AIM OF THE TASK ▸
Find every line in the records below that contains the word "soil", and copy each one.

^^^^

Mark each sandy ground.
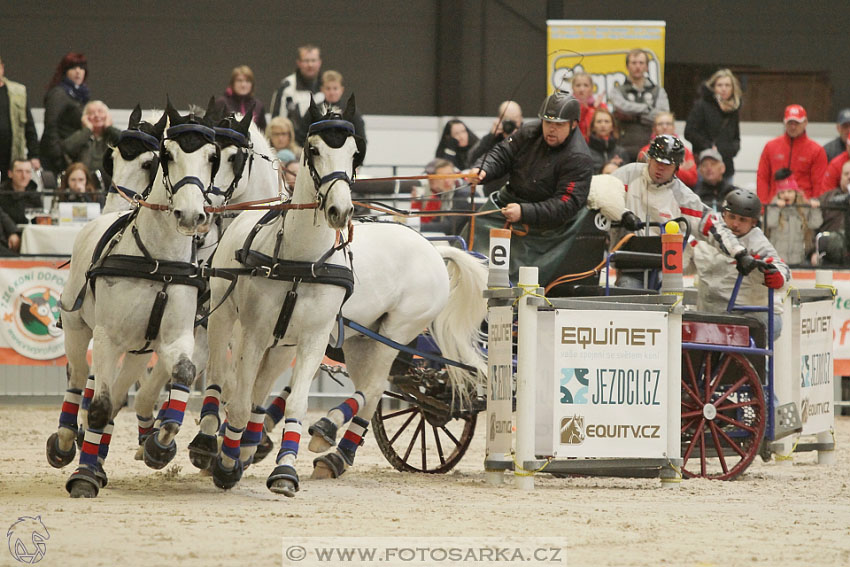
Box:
[0,405,850,567]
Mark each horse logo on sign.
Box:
[6,516,50,565]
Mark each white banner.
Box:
[487,305,514,456]
[538,310,678,458]
[0,266,68,362]
[797,301,833,435]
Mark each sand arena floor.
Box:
[0,404,850,567]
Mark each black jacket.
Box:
[475,120,593,228]
[587,135,631,173]
[685,85,741,177]
[0,179,44,224]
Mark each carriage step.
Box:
[773,402,803,441]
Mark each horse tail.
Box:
[430,246,487,399]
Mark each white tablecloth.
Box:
[21,224,84,256]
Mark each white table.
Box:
[21,224,85,256]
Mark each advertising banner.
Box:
[546,20,665,98]
[537,310,678,458]
[0,260,68,365]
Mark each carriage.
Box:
[364,219,833,480]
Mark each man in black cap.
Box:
[694,148,735,211]
[823,108,850,162]
[470,92,593,228]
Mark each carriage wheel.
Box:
[682,350,767,480]
[372,392,477,474]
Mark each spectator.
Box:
[0,55,41,180]
[266,116,301,163]
[587,107,629,173]
[469,100,522,165]
[690,189,791,337]
[571,71,608,142]
[608,49,670,161]
[694,148,735,211]
[638,112,697,189]
[0,209,21,257]
[61,100,121,190]
[435,118,478,170]
[765,174,823,265]
[217,65,266,131]
[410,158,471,235]
[823,108,850,162]
[685,69,741,180]
[55,162,104,207]
[321,71,366,140]
[0,159,44,224]
[820,138,850,193]
[40,51,90,175]
[470,92,593,229]
[757,104,827,203]
[271,44,324,146]
[816,161,850,264]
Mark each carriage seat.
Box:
[682,311,767,347]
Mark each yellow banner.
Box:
[546,20,665,101]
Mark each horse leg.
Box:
[65,327,122,498]
[307,391,365,453]
[144,329,195,469]
[210,328,266,490]
[240,347,295,468]
[266,340,330,497]
[311,337,398,479]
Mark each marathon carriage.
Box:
[372,211,834,480]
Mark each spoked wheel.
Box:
[682,350,767,480]
[372,392,477,474]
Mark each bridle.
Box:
[104,128,160,199]
[160,124,221,208]
[304,119,354,210]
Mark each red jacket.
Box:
[757,132,826,204]
[818,152,850,195]
[638,140,699,189]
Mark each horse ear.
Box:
[153,111,168,140]
[237,102,254,136]
[165,98,181,126]
[127,104,142,128]
[308,95,322,124]
[342,93,356,122]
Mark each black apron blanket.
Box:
[462,192,608,287]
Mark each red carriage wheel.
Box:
[372,392,477,474]
[682,349,767,480]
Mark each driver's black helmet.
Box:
[646,134,685,165]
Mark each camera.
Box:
[502,120,516,136]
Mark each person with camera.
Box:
[756,104,827,204]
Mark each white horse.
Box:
[202,97,362,496]
[135,106,281,469]
[61,103,220,497]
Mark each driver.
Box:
[612,134,756,287]
[690,189,791,337]
[470,92,593,228]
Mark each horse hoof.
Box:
[266,465,300,498]
[47,433,77,469]
[65,466,100,498]
[307,417,337,453]
[254,429,275,463]
[143,433,177,470]
[310,453,345,480]
[189,432,218,470]
[212,455,242,490]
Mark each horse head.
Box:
[213,105,253,204]
[293,95,365,230]
[158,98,221,236]
[103,104,168,212]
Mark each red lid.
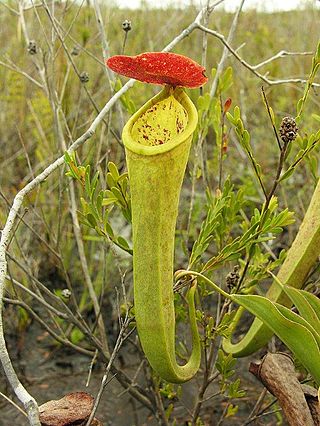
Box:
[106,52,208,88]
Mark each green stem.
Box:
[175,271,232,300]
[122,88,201,383]
[223,176,320,357]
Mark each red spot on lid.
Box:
[106,52,208,88]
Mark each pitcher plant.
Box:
[107,52,207,383]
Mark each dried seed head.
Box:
[226,265,240,290]
[28,40,38,55]
[122,19,132,33]
[279,117,299,143]
[71,46,80,56]
[80,71,89,84]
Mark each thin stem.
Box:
[175,270,232,299]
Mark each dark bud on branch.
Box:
[122,19,132,33]
[279,117,299,144]
[71,46,80,56]
[28,40,38,55]
[80,71,89,84]
[226,265,240,290]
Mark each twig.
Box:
[251,50,313,70]
[0,392,28,417]
[197,23,320,87]
[0,1,216,426]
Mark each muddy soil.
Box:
[0,323,285,426]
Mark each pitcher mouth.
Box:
[122,86,198,155]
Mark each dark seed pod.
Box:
[80,71,90,84]
[28,40,38,55]
[122,19,132,33]
[279,117,299,143]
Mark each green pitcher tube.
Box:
[122,87,201,383]
[223,180,320,357]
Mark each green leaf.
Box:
[108,161,119,182]
[279,168,294,182]
[269,272,320,332]
[106,173,116,188]
[231,295,320,385]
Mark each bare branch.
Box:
[196,23,320,87]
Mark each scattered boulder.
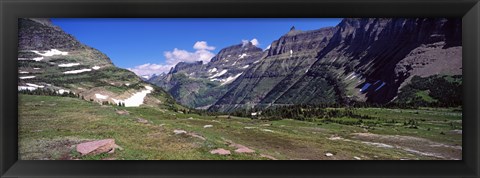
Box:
[77,139,118,156]
[450,130,462,135]
[260,154,277,160]
[227,141,255,153]
[235,147,255,153]
[262,129,273,132]
[137,118,150,124]
[102,158,116,160]
[173,130,187,135]
[210,148,231,155]
[188,133,207,140]
[328,136,342,140]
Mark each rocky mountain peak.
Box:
[169,61,203,73]
[268,27,336,56]
[18,18,85,51]
[210,42,263,63]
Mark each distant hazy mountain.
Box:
[148,42,266,109]
[149,18,462,111]
[18,19,180,107]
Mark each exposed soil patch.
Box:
[352,133,462,160]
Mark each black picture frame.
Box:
[0,0,480,177]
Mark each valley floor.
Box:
[18,95,462,160]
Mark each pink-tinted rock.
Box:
[235,147,255,153]
[210,148,231,155]
[77,139,116,155]
[187,133,207,140]
[260,154,277,160]
[117,110,129,115]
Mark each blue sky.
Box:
[52,18,341,75]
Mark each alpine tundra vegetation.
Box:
[18,18,462,160]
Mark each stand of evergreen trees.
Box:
[231,105,373,121]
[18,89,125,107]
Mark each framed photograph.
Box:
[0,0,480,177]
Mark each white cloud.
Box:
[242,38,260,47]
[128,41,215,76]
[242,40,248,46]
[193,41,215,50]
[250,38,260,46]
[127,63,175,76]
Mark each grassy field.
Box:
[19,95,462,160]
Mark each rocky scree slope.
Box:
[148,42,266,109]
[210,18,462,112]
[18,18,178,108]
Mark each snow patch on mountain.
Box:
[240,65,250,69]
[63,69,92,74]
[31,49,68,56]
[208,70,228,78]
[58,63,80,67]
[95,93,108,100]
[112,86,153,107]
[208,68,217,73]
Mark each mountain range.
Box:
[148,18,462,112]
[18,18,462,112]
[18,18,181,109]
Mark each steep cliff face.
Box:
[18,18,177,108]
[311,18,462,103]
[210,27,336,111]
[210,18,462,111]
[149,42,265,109]
[146,18,462,112]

^^^^

RIGHT ANSWER ▸
Mark each muddy soil.
Mark each exposed soil patch.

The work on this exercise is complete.